● **WORK TO COMPLETE**: Count the lines below that contain the string "green", and reply with that number only.

● **MATERIAL FOR THIS TASK**:
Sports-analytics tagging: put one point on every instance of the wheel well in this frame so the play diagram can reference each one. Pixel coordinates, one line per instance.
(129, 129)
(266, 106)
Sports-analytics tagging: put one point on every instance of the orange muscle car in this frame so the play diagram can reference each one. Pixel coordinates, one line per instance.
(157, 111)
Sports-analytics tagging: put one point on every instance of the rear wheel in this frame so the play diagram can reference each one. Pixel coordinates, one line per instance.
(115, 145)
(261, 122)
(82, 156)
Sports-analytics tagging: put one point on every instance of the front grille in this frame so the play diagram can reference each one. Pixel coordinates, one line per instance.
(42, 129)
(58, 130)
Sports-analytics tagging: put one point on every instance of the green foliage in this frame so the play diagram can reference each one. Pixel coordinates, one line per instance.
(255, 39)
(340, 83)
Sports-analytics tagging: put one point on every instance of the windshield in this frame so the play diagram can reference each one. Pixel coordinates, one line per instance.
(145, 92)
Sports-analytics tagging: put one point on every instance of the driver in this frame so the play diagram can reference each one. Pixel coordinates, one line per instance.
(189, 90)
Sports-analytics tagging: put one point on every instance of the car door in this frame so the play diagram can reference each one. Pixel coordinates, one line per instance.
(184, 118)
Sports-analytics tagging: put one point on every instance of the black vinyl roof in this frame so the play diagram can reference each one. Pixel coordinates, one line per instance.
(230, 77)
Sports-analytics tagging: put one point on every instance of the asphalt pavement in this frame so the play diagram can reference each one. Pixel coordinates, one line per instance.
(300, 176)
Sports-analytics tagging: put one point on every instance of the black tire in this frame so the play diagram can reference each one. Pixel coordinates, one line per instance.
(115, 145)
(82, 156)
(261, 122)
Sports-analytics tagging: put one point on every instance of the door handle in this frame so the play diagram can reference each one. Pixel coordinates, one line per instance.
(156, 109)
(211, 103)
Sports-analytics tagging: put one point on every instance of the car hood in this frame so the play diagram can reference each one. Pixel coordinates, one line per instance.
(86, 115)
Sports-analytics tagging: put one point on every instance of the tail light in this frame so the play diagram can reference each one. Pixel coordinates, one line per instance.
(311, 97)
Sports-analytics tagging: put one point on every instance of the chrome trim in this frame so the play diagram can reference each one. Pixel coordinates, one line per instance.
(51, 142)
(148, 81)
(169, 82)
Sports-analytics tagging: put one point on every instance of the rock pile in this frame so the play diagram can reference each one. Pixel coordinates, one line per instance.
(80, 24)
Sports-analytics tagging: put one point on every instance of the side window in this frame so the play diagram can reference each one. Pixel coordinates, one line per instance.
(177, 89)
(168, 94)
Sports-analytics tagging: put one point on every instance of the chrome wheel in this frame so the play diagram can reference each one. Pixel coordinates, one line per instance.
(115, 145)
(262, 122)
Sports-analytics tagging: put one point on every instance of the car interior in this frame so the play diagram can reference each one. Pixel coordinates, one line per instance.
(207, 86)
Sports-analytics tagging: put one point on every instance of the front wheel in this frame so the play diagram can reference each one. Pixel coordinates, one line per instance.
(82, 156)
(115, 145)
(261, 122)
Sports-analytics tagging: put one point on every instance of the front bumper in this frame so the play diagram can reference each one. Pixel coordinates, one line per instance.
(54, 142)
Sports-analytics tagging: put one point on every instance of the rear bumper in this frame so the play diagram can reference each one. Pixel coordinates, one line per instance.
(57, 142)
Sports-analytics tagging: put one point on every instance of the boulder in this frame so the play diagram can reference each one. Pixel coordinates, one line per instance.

--

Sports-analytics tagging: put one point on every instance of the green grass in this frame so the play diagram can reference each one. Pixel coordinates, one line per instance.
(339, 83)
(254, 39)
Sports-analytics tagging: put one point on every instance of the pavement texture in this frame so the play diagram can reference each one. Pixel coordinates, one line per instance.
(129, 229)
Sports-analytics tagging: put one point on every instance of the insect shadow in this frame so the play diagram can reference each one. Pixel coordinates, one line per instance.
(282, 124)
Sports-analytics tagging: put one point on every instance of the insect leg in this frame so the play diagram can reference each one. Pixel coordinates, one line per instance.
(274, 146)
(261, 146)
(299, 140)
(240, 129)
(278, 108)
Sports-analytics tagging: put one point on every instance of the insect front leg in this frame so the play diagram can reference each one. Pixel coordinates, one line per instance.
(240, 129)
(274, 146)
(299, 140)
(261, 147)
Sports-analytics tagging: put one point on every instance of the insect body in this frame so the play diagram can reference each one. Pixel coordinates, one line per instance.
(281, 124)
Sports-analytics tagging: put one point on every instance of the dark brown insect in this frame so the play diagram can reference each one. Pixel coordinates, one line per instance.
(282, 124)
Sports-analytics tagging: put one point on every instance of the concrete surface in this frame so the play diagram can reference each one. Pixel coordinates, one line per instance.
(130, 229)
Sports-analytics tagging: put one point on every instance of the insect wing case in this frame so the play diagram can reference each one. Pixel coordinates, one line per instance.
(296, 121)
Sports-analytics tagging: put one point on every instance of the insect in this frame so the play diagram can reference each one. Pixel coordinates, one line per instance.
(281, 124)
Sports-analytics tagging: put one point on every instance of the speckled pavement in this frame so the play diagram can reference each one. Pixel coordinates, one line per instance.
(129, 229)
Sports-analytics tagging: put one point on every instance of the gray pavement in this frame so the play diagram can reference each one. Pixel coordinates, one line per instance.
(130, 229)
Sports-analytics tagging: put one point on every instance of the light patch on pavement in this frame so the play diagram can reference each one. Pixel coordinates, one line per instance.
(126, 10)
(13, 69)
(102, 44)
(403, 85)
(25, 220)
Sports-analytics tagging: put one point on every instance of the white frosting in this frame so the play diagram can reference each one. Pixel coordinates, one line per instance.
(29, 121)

* * *

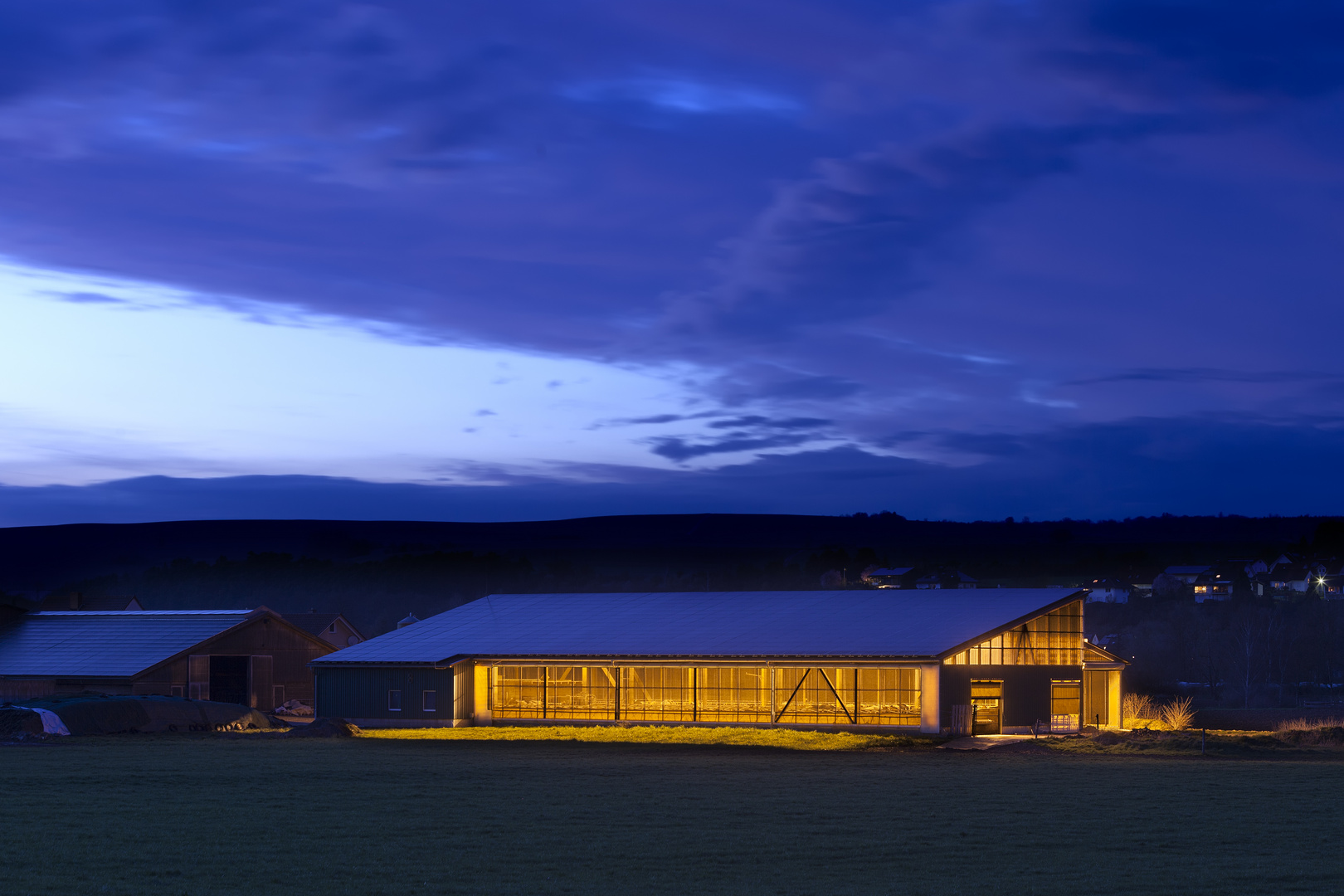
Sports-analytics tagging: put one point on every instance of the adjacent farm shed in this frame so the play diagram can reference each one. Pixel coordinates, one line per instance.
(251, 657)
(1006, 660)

● **REPLY**: 2